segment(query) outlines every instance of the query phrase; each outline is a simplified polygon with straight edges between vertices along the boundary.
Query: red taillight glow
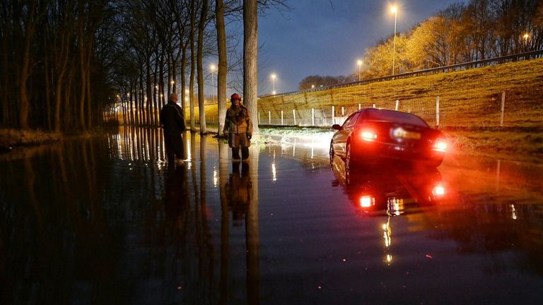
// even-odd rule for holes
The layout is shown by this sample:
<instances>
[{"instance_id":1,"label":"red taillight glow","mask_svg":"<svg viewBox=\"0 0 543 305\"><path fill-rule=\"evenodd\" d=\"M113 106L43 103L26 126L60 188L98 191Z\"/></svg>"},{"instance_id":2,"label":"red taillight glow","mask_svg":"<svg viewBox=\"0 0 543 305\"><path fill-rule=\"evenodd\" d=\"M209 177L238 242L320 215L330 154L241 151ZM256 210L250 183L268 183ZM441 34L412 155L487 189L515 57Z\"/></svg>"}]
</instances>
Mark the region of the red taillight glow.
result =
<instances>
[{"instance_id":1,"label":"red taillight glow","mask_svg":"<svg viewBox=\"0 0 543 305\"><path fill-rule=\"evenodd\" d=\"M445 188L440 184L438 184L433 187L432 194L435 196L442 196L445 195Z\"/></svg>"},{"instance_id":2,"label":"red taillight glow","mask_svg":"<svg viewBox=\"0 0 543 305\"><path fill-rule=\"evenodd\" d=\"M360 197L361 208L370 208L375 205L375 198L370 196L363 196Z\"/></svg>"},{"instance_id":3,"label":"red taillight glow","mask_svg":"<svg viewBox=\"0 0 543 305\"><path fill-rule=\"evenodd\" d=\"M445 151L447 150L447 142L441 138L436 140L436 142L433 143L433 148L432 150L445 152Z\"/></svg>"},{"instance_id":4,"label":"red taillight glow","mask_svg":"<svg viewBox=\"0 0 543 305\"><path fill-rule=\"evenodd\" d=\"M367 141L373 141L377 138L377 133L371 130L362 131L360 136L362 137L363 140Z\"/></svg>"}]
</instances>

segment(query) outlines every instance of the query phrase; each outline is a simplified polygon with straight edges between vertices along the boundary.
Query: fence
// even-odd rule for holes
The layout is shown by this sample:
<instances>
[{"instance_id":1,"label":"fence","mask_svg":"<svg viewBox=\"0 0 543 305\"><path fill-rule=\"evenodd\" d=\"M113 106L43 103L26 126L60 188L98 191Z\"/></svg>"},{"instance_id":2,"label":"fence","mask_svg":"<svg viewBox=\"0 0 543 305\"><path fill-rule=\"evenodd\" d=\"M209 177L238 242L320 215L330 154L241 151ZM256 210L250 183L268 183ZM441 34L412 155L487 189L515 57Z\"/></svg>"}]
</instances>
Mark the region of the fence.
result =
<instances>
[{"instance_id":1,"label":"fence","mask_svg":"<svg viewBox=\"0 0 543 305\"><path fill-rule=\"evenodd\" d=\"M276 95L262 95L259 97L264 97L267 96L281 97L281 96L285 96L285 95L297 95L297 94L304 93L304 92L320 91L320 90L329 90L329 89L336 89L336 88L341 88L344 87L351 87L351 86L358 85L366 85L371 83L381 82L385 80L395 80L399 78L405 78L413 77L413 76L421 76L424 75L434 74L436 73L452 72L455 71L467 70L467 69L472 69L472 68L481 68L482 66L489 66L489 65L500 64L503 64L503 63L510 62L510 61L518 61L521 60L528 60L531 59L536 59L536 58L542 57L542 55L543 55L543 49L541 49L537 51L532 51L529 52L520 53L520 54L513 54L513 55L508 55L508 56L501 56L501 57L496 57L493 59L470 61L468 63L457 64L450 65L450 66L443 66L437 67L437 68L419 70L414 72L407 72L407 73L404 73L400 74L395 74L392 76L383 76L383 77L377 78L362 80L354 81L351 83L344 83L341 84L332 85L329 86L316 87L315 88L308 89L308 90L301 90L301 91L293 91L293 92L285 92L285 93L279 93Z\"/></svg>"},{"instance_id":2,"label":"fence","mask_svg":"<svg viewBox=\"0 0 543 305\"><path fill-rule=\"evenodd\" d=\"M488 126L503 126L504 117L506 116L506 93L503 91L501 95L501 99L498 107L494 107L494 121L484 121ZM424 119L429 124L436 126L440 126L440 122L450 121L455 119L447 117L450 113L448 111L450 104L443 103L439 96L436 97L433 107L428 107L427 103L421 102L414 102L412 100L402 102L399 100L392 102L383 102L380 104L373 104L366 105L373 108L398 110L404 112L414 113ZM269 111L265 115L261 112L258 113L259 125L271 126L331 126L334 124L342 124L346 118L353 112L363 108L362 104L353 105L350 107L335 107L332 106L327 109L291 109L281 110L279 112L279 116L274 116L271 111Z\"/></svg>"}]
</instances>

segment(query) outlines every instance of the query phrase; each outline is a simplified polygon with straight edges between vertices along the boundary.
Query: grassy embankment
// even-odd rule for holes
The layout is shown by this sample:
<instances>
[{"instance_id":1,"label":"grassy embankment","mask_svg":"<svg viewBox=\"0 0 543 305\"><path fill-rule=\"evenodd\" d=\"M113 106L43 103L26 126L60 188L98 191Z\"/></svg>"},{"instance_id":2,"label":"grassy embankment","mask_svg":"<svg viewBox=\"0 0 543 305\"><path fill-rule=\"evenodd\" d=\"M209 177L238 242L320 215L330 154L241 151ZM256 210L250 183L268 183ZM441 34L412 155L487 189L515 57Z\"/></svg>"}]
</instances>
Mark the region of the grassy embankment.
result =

┄┄┄┄┄┄┄┄┄┄┄┄┄┄┄┄┄┄┄┄

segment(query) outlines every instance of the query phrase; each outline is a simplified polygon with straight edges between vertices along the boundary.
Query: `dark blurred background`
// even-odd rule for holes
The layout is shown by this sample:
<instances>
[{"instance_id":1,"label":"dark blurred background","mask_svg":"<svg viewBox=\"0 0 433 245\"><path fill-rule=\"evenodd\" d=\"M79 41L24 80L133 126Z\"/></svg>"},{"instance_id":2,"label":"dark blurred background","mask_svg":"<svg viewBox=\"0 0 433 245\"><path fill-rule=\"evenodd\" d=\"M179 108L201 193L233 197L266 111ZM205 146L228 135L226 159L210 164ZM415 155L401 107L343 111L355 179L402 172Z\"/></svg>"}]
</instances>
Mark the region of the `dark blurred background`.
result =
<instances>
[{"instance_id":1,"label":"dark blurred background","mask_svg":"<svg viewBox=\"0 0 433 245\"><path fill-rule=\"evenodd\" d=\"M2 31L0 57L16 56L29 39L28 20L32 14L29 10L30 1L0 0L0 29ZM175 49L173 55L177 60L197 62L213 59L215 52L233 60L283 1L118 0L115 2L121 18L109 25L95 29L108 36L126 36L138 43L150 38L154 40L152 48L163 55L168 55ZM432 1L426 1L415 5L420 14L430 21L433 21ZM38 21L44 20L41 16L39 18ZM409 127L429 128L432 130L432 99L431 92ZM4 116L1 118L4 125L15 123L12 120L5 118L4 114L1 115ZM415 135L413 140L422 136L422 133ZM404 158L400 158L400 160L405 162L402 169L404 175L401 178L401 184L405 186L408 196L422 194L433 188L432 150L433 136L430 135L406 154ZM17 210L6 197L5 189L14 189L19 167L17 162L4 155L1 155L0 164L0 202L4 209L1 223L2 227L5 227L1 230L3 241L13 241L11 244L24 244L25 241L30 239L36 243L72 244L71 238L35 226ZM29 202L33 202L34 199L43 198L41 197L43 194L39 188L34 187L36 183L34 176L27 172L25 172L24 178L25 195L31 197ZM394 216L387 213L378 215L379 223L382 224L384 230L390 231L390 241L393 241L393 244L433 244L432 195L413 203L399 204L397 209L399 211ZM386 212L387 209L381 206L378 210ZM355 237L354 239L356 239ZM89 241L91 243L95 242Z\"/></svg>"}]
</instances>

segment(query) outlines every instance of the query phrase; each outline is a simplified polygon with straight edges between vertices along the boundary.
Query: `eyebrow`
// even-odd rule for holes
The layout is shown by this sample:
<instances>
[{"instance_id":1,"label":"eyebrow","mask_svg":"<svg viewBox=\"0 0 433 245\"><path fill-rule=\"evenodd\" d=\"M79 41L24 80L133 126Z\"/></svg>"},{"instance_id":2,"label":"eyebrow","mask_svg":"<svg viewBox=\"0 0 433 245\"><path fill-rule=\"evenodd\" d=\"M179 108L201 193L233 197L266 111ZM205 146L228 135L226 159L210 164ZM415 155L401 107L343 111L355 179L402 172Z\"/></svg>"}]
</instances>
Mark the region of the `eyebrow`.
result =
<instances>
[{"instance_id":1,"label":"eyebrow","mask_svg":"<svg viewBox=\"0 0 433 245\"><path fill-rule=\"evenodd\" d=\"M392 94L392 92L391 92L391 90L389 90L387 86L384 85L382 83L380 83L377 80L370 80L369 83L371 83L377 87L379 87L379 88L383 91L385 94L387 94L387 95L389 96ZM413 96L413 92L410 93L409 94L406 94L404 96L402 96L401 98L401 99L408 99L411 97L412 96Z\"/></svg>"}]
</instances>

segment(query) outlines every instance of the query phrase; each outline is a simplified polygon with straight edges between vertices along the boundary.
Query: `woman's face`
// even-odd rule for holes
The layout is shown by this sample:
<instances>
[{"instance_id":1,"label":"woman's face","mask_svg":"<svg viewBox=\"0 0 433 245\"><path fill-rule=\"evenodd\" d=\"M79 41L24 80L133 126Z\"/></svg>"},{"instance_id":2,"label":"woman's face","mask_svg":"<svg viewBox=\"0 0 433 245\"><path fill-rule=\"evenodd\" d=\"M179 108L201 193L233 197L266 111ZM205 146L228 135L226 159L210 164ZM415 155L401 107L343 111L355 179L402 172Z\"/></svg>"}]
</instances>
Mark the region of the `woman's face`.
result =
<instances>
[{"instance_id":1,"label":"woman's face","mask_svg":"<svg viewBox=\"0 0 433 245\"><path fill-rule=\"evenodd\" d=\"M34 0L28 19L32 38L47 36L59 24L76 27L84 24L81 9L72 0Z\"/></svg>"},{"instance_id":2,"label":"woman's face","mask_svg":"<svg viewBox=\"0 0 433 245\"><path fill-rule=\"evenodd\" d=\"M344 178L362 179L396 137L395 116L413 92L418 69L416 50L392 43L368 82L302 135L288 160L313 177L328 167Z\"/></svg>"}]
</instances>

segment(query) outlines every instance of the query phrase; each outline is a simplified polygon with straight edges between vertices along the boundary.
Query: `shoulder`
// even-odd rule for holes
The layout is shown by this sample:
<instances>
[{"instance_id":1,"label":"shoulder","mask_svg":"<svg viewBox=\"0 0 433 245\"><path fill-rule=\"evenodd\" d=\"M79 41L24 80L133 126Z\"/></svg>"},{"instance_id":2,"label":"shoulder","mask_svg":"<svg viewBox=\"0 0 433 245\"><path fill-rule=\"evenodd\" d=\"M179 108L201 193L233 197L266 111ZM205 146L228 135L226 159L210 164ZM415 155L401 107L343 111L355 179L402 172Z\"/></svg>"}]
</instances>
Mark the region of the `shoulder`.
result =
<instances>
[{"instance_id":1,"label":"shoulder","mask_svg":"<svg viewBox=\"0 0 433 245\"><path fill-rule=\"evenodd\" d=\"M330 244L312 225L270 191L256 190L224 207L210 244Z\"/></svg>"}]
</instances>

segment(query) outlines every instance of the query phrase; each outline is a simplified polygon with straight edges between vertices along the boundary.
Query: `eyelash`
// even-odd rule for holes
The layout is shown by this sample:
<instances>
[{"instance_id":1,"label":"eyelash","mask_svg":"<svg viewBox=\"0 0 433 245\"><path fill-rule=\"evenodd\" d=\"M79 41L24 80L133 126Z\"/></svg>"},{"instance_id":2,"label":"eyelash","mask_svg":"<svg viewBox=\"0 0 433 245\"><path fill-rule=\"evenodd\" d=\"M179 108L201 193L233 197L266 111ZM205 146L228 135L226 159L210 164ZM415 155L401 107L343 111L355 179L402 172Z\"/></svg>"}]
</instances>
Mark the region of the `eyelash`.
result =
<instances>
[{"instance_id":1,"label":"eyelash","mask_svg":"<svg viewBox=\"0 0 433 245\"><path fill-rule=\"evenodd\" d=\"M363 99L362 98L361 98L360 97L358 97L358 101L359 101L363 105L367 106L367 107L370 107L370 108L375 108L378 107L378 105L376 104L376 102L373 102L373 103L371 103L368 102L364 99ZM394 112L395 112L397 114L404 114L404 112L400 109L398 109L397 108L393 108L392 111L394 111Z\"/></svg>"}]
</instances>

┄┄┄┄┄┄┄┄┄┄┄┄┄┄┄┄┄┄┄┄

- _Written instruction_:
Copy out in full every line of the listing above that contains the word "grassy".

- _Solution for this task_:
Query: grassy embankment
[{"instance_id":1,"label":"grassy embankment","mask_svg":"<svg viewBox=\"0 0 543 305\"><path fill-rule=\"evenodd\" d=\"M113 106L43 103L26 126L60 188L98 191Z\"/></svg>"},{"instance_id":2,"label":"grassy embankment","mask_svg":"<svg viewBox=\"0 0 543 305\"><path fill-rule=\"evenodd\" d=\"M209 177L238 242L320 215L330 154L241 151ZM256 210L250 183L268 183ZM441 34L412 155L487 189L515 57Z\"/></svg>"}]
Mark the region of the grassy embankment.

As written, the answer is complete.